[Pointing dataset records]
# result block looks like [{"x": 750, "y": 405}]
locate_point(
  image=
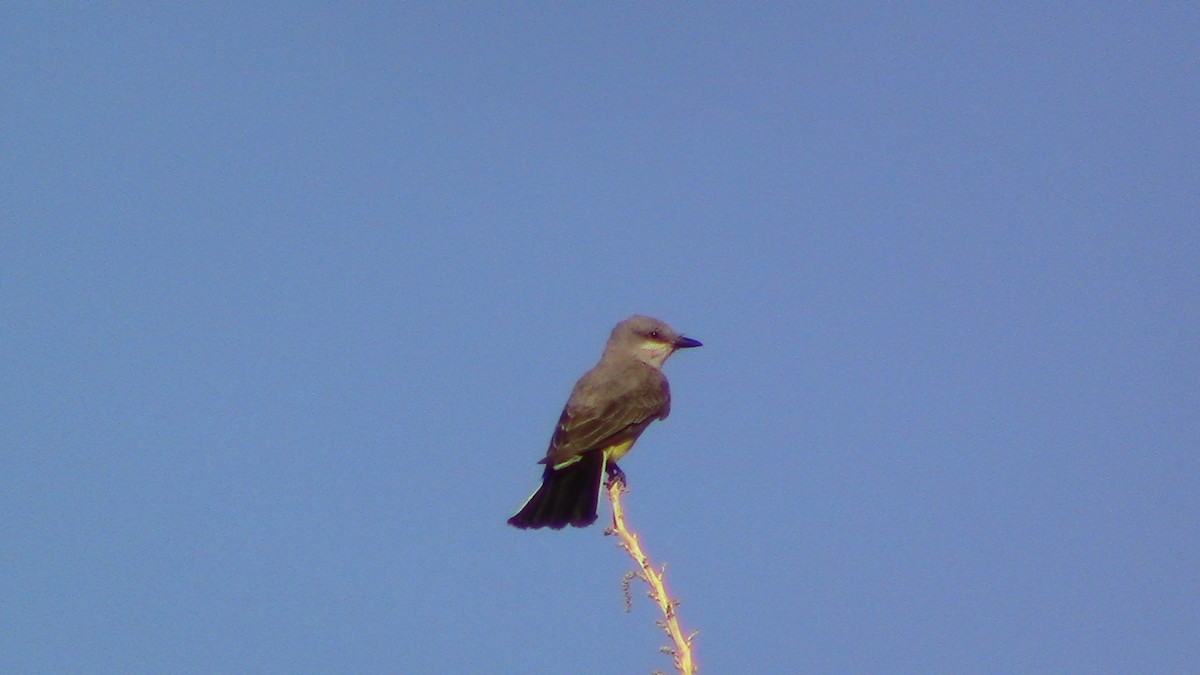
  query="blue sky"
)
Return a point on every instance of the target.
[{"x": 293, "y": 294}]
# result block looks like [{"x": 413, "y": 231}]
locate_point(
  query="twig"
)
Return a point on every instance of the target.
[{"x": 628, "y": 541}]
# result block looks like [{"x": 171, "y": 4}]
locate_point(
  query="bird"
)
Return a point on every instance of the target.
[{"x": 607, "y": 410}]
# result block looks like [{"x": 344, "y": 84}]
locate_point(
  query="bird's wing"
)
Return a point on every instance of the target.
[{"x": 583, "y": 426}]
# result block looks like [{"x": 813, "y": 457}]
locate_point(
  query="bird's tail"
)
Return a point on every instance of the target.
[{"x": 567, "y": 496}]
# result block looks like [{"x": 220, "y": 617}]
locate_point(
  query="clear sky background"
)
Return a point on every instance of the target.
[{"x": 292, "y": 294}]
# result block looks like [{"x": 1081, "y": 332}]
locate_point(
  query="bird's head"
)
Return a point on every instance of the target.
[{"x": 646, "y": 339}]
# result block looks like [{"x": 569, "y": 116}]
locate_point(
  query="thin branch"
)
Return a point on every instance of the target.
[{"x": 628, "y": 541}]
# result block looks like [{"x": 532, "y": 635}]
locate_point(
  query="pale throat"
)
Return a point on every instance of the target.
[{"x": 654, "y": 353}]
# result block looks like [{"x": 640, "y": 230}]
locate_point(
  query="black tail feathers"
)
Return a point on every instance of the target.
[{"x": 567, "y": 496}]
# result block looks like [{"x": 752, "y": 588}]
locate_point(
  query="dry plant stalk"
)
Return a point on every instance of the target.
[{"x": 682, "y": 650}]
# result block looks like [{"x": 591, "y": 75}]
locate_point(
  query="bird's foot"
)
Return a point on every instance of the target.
[{"x": 615, "y": 475}]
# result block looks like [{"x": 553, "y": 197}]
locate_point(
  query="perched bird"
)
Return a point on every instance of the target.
[{"x": 609, "y": 408}]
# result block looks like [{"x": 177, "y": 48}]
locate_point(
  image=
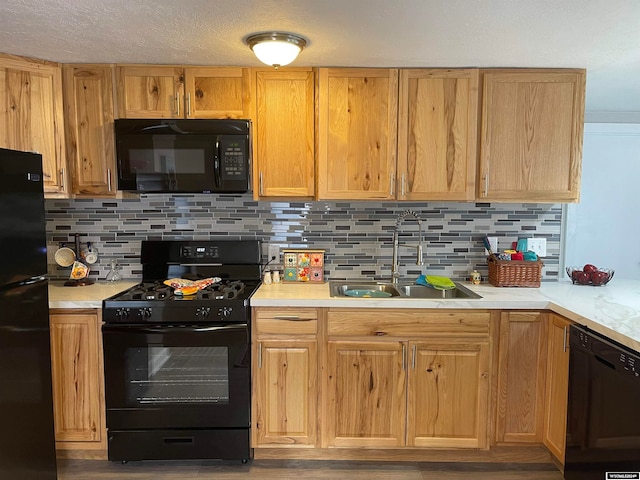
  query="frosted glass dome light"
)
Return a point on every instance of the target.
[{"x": 276, "y": 48}]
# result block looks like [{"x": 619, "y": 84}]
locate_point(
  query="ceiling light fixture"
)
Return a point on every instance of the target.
[{"x": 276, "y": 48}]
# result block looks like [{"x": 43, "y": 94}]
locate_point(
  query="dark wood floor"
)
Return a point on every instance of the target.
[{"x": 72, "y": 469}]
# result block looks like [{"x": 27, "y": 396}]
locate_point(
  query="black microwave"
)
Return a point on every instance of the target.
[{"x": 183, "y": 156}]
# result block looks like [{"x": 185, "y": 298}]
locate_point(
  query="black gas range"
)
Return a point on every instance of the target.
[
  {"x": 233, "y": 265},
  {"x": 177, "y": 366}
]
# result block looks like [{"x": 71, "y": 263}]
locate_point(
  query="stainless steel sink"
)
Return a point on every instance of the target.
[
  {"x": 339, "y": 288},
  {"x": 420, "y": 291}
]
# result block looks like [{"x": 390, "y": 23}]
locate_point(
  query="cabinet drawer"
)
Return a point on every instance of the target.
[
  {"x": 382, "y": 322},
  {"x": 300, "y": 321}
]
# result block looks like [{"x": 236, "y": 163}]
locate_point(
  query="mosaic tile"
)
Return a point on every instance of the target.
[{"x": 353, "y": 234}]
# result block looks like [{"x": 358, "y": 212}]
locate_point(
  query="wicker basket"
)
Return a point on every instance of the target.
[{"x": 514, "y": 273}]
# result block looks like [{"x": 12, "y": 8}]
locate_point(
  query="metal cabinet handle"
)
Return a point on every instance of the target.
[
  {"x": 292, "y": 318},
  {"x": 404, "y": 356},
  {"x": 413, "y": 357}
]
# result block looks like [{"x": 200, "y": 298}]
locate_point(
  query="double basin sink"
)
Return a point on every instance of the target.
[{"x": 350, "y": 288}]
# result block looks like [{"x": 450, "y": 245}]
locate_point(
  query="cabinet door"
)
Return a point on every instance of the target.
[
  {"x": 521, "y": 377},
  {"x": 531, "y": 136},
  {"x": 31, "y": 116},
  {"x": 88, "y": 99},
  {"x": 216, "y": 92},
  {"x": 366, "y": 394},
  {"x": 357, "y": 133},
  {"x": 285, "y": 392},
  {"x": 437, "y": 134},
  {"x": 283, "y": 141},
  {"x": 77, "y": 377},
  {"x": 555, "y": 425},
  {"x": 147, "y": 91},
  {"x": 448, "y": 394}
]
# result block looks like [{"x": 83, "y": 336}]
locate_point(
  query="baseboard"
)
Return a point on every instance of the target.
[{"x": 511, "y": 454}]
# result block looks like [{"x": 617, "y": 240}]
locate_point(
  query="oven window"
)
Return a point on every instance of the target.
[{"x": 159, "y": 374}]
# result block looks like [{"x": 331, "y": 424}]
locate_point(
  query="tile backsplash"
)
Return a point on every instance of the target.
[{"x": 357, "y": 236}]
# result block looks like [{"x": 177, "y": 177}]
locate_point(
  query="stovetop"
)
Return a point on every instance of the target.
[
  {"x": 157, "y": 291},
  {"x": 233, "y": 264}
]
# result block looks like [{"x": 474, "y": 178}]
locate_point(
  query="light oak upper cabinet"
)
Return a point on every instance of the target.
[
  {"x": 283, "y": 133},
  {"x": 88, "y": 101},
  {"x": 147, "y": 91},
  {"x": 285, "y": 390},
  {"x": 531, "y": 135},
  {"x": 521, "y": 377},
  {"x": 31, "y": 116},
  {"x": 437, "y": 134},
  {"x": 555, "y": 425},
  {"x": 216, "y": 92},
  {"x": 182, "y": 92},
  {"x": 357, "y": 133},
  {"x": 78, "y": 379}
]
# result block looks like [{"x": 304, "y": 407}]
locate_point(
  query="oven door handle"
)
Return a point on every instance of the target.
[{"x": 172, "y": 328}]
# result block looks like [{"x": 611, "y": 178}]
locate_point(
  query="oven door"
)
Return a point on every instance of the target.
[{"x": 177, "y": 376}]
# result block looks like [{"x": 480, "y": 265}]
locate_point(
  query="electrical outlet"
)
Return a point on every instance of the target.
[
  {"x": 537, "y": 245},
  {"x": 273, "y": 253},
  {"x": 493, "y": 241},
  {"x": 52, "y": 247}
]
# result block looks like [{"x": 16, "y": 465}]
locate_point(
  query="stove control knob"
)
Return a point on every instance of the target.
[{"x": 123, "y": 313}]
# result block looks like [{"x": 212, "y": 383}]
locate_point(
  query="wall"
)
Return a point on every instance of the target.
[
  {"x": 603, "y": 226},
  {"x": 357, "y": 236}
]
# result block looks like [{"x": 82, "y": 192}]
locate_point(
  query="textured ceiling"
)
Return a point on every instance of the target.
[{"x": 602, "y": 36}]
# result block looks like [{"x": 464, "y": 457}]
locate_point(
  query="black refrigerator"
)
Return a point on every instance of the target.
[{"x": 27, "y": 446}]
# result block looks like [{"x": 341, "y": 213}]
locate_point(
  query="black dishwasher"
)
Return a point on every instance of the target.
[{"x": 603, "y": 413}]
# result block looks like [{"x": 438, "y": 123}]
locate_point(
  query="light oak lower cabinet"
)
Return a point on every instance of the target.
[
  {"x": 406, "y": 378},
  {"x": 284, "y": 378},
  {"x": 448, "y": 393},
  {"x": 78, "y": 379},
  {"x": 555, "y": 426},
  {"x": 367, "y": 393},
  {"x": 521, "y": 377}
]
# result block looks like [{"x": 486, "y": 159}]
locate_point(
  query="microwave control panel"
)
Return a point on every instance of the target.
[{"x": 234, "y": 164}]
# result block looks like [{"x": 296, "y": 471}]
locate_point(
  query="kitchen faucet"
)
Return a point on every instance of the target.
[{"x": 394, "y": 264}]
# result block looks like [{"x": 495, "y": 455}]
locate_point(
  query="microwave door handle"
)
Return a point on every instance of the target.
[{"x": 216, "y": 164}]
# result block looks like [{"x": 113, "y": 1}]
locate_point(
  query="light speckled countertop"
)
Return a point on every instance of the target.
[{"x": 613, "y": 310}]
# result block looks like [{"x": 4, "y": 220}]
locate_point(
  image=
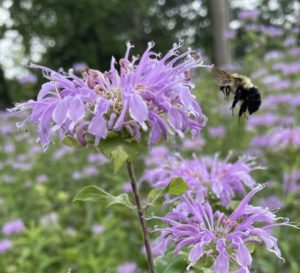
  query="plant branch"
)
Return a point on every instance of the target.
[{"x": 141, "y": 215}]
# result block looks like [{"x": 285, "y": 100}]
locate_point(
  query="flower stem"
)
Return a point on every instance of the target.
[{"x": 140, "y": 212}]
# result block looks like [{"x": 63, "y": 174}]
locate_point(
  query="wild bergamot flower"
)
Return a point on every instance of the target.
[
  {"x": 194, "y": 227},
  {"x": 152, "y": 92}
]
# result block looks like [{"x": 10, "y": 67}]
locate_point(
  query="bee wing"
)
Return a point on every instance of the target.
[{"x": 222, "y": 78}]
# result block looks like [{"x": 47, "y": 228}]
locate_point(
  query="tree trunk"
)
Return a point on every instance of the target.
[{"x": 4, "y": 92}]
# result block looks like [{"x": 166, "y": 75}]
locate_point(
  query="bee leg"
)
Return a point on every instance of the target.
[
  {"x": 243, "y": 108},
  {"x": 235, "y": 100}
]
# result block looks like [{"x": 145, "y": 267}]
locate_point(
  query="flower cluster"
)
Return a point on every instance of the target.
[
  {"x": 150, "y": 92},
  {"x": 196, "y": 227},
  {"x": 204, "y": 175}
]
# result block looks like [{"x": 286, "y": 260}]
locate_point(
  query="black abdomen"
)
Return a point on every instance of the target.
[{"x": 253, "y": 100}]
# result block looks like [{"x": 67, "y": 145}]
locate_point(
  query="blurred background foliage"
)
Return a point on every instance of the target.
[
  {"x": 59, "y": 33},
  {"x": 38, "y": 187}
]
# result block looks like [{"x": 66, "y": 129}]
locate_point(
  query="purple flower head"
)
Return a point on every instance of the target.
[
  {"x": 267, "y": 119},
  {"x": 279, "y": 139},
  {"x": 5, "y": 245},
  {"x": 272, "y": 202},
  {"x": 290, "y": 41},
  {"x": 97, "y": 229},
  {"x": 12, "y": 227},
  {"x": 295, "y": 51},
  {"x": 28, "y": 79},
  {"x": 197, "y": 229},
  {"x": 217, "y": 131},
  {"x": 291, "y": 182},
  {"x": 78, "y": 67},
  {"x": 205, "y": 175},
  {"x": 151, "y": 93}
]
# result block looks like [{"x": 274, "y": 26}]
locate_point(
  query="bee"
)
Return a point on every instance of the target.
[{"x": 242, "y": 88}]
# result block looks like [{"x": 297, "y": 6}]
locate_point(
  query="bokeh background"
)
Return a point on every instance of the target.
[{"x": 42, "y": 230}]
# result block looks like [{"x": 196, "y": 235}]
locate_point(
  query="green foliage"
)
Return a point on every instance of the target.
[
  {"x": 177, "y": 186},
  {"x": 71, "y": 142},
  {"x": 100, "y": 196},
  {"x": 169, "y": 263},
  {"x": 120, "y": 149}
]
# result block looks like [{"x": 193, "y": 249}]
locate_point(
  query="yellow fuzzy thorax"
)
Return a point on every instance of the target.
[{"x": 245, "y": 81}]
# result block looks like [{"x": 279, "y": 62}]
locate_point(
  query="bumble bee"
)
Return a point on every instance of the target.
[{"x": 242, "y": 88}]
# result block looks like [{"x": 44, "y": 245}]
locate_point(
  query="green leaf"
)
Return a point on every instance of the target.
[
  {"x": 100, "y": 196},
  {"x": 71, "y": 142},
  {"x": 169, "y": 263},
  {"x": 177, "y": 186},
  {"x": 120, "y": 150},
  {"x": 156, "y": 197}
]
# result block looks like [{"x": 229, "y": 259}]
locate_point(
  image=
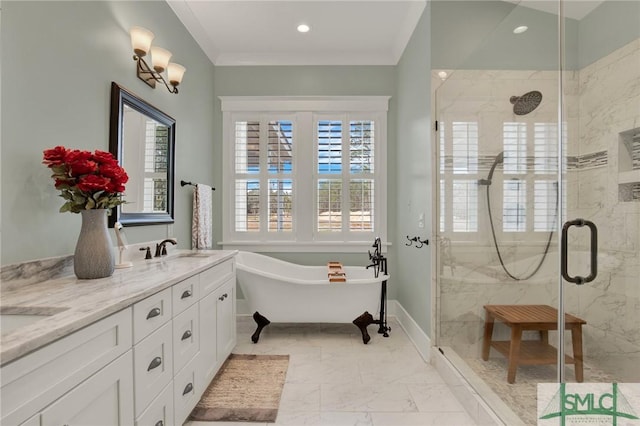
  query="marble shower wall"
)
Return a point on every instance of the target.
[
  {"x": 609, "y": 105},
  {"x": 601, "y": 101}
]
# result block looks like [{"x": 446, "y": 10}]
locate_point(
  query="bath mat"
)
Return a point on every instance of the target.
[{"x": 247, "y": 388}]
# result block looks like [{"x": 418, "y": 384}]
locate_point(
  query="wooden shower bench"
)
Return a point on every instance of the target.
[{"x": 531, "y": 352}]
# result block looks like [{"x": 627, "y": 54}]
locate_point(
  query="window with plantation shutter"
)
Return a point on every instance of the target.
[{"x": 304, "y": 173}]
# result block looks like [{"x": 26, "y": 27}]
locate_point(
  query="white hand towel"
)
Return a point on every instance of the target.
[{"x": 201, "y": 227}]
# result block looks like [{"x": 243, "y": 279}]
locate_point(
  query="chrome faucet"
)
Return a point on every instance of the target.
[{"x": 161, "y": 247}]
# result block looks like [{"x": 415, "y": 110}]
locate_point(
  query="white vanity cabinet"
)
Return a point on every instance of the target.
[
  {"x": 217, "y": 319},
  {"x": 85, "y": 375},
  {"x": 147, "y": 364},
  {"x": 105, "y": 399},
  {"x": 202, "y": 335}
]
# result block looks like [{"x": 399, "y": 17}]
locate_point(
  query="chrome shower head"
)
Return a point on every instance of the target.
[{"x": 523, "y": 105}]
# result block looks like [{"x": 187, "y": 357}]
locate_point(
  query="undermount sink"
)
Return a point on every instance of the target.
[
  {"x": 196, "y": 254},
  {"x": 13, "y": 318}
]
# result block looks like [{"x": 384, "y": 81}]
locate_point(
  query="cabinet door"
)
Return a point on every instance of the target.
[
  {"x": 225, "y": 319},
  {"x": 106, "y": 398},
  {"x": 186, "y": 337},
  {"x": 208, "y": 357}
]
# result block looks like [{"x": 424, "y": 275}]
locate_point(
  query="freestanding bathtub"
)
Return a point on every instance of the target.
[{"x": 279, "y": 291}]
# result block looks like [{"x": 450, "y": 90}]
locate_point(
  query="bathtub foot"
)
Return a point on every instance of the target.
[
  {"x": 262, "y": 323},
  {"x": 362, "y": 322}
]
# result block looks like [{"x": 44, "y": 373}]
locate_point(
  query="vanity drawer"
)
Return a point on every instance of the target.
[
  {"x": 152, "y": 366},
  {"x": 185, "y": 294},
  {"x": 186, "y": 391},
  {"x": 186, "y": 337},
  {"x": 160, "y": 411},
  {"x": 151, "y": 313},
  {"x": 213, "y": 277}
]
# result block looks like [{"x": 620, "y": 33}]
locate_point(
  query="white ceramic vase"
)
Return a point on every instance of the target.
[{"x": 93, "y": 257}]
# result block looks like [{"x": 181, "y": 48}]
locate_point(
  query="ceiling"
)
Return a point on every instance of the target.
[{"x": 343, "y": 32}]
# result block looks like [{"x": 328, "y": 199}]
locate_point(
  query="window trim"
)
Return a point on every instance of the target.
[{"x": 305, "y": 109}]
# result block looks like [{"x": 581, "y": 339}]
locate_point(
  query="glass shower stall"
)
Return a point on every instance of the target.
[{"x": 537, "y": 176}]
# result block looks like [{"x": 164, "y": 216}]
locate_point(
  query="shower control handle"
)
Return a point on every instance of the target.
[{"x": 593, "y": 251}]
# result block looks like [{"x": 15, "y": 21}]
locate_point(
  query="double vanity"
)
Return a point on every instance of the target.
[{"x": 137, "y": 348}]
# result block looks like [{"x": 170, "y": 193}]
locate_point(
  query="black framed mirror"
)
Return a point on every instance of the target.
[{"x": 142, "y": 138}]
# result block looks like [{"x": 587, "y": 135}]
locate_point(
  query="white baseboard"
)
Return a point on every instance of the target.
[{"x": 419, "y": 338}]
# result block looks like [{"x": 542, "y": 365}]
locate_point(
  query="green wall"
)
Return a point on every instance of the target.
[
  {"x": 413, "y": 181},
  {"x": 58, "y": 61},
  {"x": 610, "y": 26}
]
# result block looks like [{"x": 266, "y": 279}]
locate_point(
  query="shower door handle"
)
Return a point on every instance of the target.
[{"x": 593, "y": 251}]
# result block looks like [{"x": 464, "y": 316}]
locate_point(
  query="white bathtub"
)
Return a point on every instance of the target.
[{"x": 280, "y": 291}]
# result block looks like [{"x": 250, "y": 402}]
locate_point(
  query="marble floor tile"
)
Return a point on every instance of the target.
[
  {"x": 298, "y": 397},
  {"x": 335, "y": 380},
  {"x": 422, "y": 419},
  {"x": 361, "y": 397},
  {"x": 434, "y": 398}
]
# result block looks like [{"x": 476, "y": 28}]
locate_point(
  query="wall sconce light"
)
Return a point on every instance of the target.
[{"x": 141, "y": 41}]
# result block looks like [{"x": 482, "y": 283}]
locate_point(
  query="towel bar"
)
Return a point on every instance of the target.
[{"x": 184, "y": 182}]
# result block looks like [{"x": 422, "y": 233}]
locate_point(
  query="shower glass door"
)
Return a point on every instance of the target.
[{"x": 533, "y": 138}]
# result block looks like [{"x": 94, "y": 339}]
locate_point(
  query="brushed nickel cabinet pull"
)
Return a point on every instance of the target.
[
  {"x": 154, "y": 313},
  {"x": 187, "y": 389},
  {"x": 154, "y": 363}
]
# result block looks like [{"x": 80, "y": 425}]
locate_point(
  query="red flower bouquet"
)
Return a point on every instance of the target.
[{"x": 86, "y": 180}]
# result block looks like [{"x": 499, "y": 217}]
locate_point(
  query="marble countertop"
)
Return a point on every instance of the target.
[{"x": 70, "y": 304}]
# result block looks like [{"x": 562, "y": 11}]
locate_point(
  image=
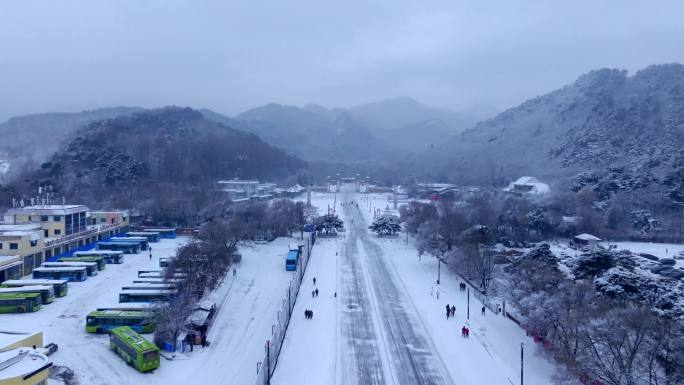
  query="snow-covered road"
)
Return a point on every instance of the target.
[
  {"x": 385, "y": 327},
  {"x": 247, "y": 307}
]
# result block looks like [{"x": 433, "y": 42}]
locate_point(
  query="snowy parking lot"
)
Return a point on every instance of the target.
[{"x": 247, "y": 306}]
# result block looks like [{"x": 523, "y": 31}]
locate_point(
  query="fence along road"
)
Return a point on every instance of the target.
[{"x": 273, "y": 345}]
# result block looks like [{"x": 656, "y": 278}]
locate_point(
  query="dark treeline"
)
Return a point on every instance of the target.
[
  {"x": 206, "y": 259},
  {"x": 604, "y": 321}
]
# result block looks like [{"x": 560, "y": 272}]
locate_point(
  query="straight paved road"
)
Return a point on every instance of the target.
[{"x": 380, "y": 324}]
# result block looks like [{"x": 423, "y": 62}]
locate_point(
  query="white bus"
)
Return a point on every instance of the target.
[
  {"x": 91, "y": 267},
  {"x": 150, "y": 286},
  {"x": 47, "y": 292},
  {"x": 70, "y": 273},
  {"x": 60, "y": 286}
]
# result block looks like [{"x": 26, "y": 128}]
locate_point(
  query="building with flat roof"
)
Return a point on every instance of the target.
[
  {"x": 37, "y": 233},
  {"x": 239, "y": 190},
  {"x": 120, "y": 218},
  {"x": 24, "y": 241},
  {"x": 56, "y": 220},
  {"x": 11, "y": 267},
  {"x": 527, "y": 185},
  {"x": 16, "y": 339}
]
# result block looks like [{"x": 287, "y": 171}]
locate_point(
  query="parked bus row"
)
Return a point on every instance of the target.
[{"x": 28, "y": 295}]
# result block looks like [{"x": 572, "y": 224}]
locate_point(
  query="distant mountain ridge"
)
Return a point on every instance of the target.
[
  {"x": 606, "y": 122},
  {"x": 30, "y": 139},
  {"x": 135, "y": 155},
  {"x": 379, "y": 131}
]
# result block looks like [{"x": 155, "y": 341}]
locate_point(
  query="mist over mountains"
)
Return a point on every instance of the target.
[
  {"x": 380, "y": 131},
  {"x": 620, "y": 132},
  {"x": 605, "y": 123}
]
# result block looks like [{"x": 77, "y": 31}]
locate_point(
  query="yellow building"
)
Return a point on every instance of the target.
[
  {"x": 56, "y": 220},
  {"x": 24, "y": 366},
  {"x": 23, "y": 243},
  {"x": 11, "y": 267},
  {"x": 63, "y": 228}
]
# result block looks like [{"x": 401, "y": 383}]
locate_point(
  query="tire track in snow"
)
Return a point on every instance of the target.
[{"x": 412, "y": 356}]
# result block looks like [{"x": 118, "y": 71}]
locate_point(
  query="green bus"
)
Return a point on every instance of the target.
[
  {"x": 127, "y": 295},
  {"x": 92, "y": 258},
  {"x": 19, "y": 302},
  {"x": 134, "y": 349},
  {"x": 45, "y": 292},
  {"x": 60, "y": 286},
  {"x": 106, "y": 320}
]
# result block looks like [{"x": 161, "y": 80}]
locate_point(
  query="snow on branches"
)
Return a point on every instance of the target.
[
  {"x": 386, "y": 225},
  {"x": 328, "y": 225}
]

**Your task:** Show each line of the records above that contains the string "countertop". Case counts.

**Solution for this problem:**
  query="light speckled countertop"
  query="marble countertop"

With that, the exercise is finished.